▶ TASK STATEMENT: Scan the records for the string "green", then copy each line that has it.

▶ INPUT:
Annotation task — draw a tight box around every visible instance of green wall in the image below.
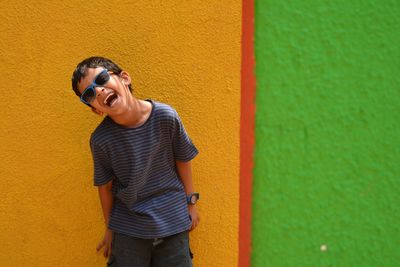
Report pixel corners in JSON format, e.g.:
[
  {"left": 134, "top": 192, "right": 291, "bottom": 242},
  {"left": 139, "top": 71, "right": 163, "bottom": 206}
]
[{"left": 252, "top": 1, "right": 400, "bottom": 266}]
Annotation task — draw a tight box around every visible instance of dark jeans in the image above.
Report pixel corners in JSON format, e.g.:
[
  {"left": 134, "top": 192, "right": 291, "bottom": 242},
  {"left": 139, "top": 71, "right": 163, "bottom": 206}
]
[{"left": 107, "top": 231, "right": 193, "bottom": 267}]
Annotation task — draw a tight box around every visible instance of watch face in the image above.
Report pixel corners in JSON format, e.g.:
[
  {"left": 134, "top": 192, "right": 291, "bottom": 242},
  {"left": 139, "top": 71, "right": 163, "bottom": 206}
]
[
  {"left": 190, "top": 195, "right": 196, "bottom": 204},
  {"left": 189, "top": 193, "right": 199, "bottom": 205}
]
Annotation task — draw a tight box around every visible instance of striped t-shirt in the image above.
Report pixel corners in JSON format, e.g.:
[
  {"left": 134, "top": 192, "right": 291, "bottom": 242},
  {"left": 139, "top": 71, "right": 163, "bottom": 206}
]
[{"left": 90, "top": 100, "right": 199, "bottom": 239}]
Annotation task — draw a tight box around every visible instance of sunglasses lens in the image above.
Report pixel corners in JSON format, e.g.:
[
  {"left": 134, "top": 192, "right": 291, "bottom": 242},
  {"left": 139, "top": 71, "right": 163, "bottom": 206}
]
[
  {"left": 95, "top": 71, "right": 110, "bottom": 85},
  {"left": 82, "top": 88, "right": 95, "bottom": 103}
]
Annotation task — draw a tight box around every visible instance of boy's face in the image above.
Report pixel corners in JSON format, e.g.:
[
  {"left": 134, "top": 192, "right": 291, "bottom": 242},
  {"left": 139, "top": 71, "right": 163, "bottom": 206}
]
[{"left": 77, "top": 67, "right": 132, "bottom": 116}]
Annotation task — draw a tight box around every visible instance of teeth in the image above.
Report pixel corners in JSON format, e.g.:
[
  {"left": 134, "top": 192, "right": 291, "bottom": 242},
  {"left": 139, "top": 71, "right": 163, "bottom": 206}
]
[{"left": 104, "top": 93, "right": 115, "bottom": 105}]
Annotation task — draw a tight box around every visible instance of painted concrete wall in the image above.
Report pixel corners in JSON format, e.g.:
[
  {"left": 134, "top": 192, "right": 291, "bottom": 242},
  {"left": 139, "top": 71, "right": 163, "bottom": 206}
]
[
  {"left": 0, "top": 1, "right": 241, "bottom": 266},
  {"left": 253, "top": 0, "right": 400, "bottom": 266}
]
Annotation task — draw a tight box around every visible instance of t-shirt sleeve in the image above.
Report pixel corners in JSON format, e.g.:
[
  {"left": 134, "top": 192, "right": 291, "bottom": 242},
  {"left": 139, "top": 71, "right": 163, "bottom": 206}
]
[
  {"left": 172, "top": 110, "right": 199, "bottom": 161},
  {"left": 90, "top": 139, "right": 114, "bottom": 186}
]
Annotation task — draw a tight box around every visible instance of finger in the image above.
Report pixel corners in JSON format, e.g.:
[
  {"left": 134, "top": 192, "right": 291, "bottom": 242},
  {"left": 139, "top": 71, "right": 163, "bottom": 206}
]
[
  {"left": 192, "top": 219, "right": 199, "bottom": 230},
  {"left": 96, "top": 240, "right": 105, "bottom": 252},
  {"left": 191, "top": 220, "right": 197, "bottom": 231},
  {"left": 104, "top": 246, "right": 109, "bottom": 258},
  {"left": 106, "top": 242, "right": 112, "bottom": 258}
]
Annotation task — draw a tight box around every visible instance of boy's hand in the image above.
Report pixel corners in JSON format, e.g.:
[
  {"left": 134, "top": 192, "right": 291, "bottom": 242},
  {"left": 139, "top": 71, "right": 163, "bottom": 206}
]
[
  {"left": 96, "top": 228, "right": 113, "bottom": 258},
  {"left": 188, "top": 205, "right": 200, "bottom": 231}
]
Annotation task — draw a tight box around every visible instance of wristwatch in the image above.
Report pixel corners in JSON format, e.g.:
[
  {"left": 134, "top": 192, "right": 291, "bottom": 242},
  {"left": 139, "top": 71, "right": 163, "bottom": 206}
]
[{"left": 187, "top": 193, "right": 200, "bottom": 205}]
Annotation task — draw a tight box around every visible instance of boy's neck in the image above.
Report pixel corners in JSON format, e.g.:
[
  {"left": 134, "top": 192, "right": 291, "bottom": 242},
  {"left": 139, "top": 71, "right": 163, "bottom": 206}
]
[{"left": 109, "top": 97, "right": 152, "bottom": 128}]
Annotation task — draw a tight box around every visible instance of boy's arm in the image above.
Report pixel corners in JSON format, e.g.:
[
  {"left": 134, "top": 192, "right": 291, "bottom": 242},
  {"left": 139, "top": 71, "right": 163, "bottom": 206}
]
[
  {"left": 175, "top": 160, "right": 200, "bottom": 231},
  {"left": 96, "top": 180, "right": 113, "bottom": 258},
  {"left": 98, "top": 180, "right": 113, "bottom": 226}
]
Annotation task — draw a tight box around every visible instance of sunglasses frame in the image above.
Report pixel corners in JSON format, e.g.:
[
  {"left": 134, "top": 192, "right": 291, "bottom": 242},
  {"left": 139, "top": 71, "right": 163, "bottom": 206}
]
[{"left": 80, "top": 69, "right": 111, "bottom": 106}]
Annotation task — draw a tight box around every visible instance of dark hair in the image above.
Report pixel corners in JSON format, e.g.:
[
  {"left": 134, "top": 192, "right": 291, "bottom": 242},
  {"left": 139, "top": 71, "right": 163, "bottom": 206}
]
[{"left": 71, "top": 56, "right": 132, "bottom": 97}]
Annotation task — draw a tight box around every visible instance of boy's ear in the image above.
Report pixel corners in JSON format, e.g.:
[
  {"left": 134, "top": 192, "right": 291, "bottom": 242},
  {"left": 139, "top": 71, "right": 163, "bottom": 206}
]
[
  {"left": 91, "top": 107, "right": 104, "bottom": 116},
  {"left": 119, "top": 71, "right": 132, "bottom": 86}
]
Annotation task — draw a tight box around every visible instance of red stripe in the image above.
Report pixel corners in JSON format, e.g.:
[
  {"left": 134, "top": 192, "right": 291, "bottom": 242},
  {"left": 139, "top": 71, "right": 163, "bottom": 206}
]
[{"left": 239, "top": 0, "right": 255, "bottom": 266}]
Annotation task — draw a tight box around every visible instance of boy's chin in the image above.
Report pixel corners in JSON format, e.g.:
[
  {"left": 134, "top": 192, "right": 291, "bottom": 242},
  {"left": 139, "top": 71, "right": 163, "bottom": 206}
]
[{"left": 91, "top": 108, "right": 105, "bottom": 116}]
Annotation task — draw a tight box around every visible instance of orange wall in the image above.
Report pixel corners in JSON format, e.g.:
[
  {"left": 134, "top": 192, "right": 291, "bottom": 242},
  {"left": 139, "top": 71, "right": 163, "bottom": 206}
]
[{"left": 0, "top": 1, "right": 241, "bottom": 266}]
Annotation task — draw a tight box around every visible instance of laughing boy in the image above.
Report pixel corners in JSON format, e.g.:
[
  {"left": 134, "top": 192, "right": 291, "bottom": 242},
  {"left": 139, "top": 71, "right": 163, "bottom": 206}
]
[{"left": 71, "top": 56, "right": 200, "bottom": 267}]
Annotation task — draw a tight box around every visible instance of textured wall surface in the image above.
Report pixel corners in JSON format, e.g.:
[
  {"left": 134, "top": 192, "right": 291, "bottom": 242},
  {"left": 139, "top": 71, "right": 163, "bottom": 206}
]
[
  {"left": 0, "top": 1, "right": 241, "bottom": 266},
  {"left": 253, "top": 0, "right": 399, "bottom": 266}
]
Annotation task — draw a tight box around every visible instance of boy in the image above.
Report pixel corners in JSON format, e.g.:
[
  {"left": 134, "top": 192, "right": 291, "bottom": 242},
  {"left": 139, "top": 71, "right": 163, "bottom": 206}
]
[{"left": 71, "top": 57, "right": 200, "bottom": 267}]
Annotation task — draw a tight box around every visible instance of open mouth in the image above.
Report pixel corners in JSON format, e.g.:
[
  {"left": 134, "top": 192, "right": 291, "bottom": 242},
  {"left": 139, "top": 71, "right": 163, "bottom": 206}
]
[{"left": 104, "top": 93, "right": 118, "bottom": 107}]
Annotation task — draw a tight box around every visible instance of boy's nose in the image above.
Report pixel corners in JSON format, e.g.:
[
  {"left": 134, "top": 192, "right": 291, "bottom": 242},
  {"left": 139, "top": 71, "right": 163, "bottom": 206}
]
[{"left": 96, "top": 87, "right": 105, "bottom": 96}]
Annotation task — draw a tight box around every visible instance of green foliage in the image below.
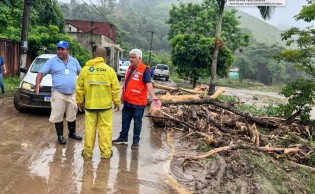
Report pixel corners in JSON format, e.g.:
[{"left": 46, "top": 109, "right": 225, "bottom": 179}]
[
  {"left": 235, "top": 43, "right": 290, "bottom": 85},
  {"left": 218, "top": 94, "right": 238, "bottom": 104},
  {"left": 247, "top": 153, "right": 315, "bottom": 194},
  {"left": 276, "top": 79, "right": 315, "bottom": 123},
  {"left": 0, "top": 0, "right": 91, "bottom": 66},
  {"left": 237, "top": 104, "right": 280, "bottom": 117},
  {"left": 196, "top": 140, "right": 214, "bottom": 153},
  {"left": 3, "top": 76, "right": 21, "bottom": 89},
  {"left": 295, "top": 1, "right": 315, "bottom": 22},
  {"left": 277, "top": 2, "right": 315, "bottom": 122},
  {"left": 142, "top": 51, "right": 172, "bottom": 67},
  {"left": 31, "top": 0, "right": 65, "bottom": 32},
  {"left": 170, "top": 34, "right": 234, "bottom": 87},
  {"left": 219, "top": 94, "right": 280, "bottom": 117},
  {"left": 60, "top": 0, "right": 172, "bottom": 53},
  {"left": 167, "top": 0, "right": 249, "bottom": 52}
]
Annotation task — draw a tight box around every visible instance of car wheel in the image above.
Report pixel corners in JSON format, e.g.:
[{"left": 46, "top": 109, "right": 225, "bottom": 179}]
[
  {"left": 153, "top": 75, "right": 156, "bottom": 80},
  {"left": 13, "top": 90, "right": 28, "bottom": 113},
  {"left": 165, "top": 77, "right": 169, "bottom": 81}
]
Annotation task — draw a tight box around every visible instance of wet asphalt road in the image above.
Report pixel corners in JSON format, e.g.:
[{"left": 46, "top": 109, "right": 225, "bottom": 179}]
[{"left": 0, "top": 87, "right": 177, "bottom": 194}]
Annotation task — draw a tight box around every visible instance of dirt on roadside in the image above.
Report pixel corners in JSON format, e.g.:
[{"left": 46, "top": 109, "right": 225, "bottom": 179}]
[
  {"left": 0, "top": 89, "right": 16, "bottom": 100},
  {"left": 167, "top": 133, "right": 314, "bottom": 194}
]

▶ EXPECTED ANSWER:
Annotation task — draw a tight box around every visible instance of green wall in the image below.
Annotation task — draw a tight box around every visible instance of green foliage in the image below.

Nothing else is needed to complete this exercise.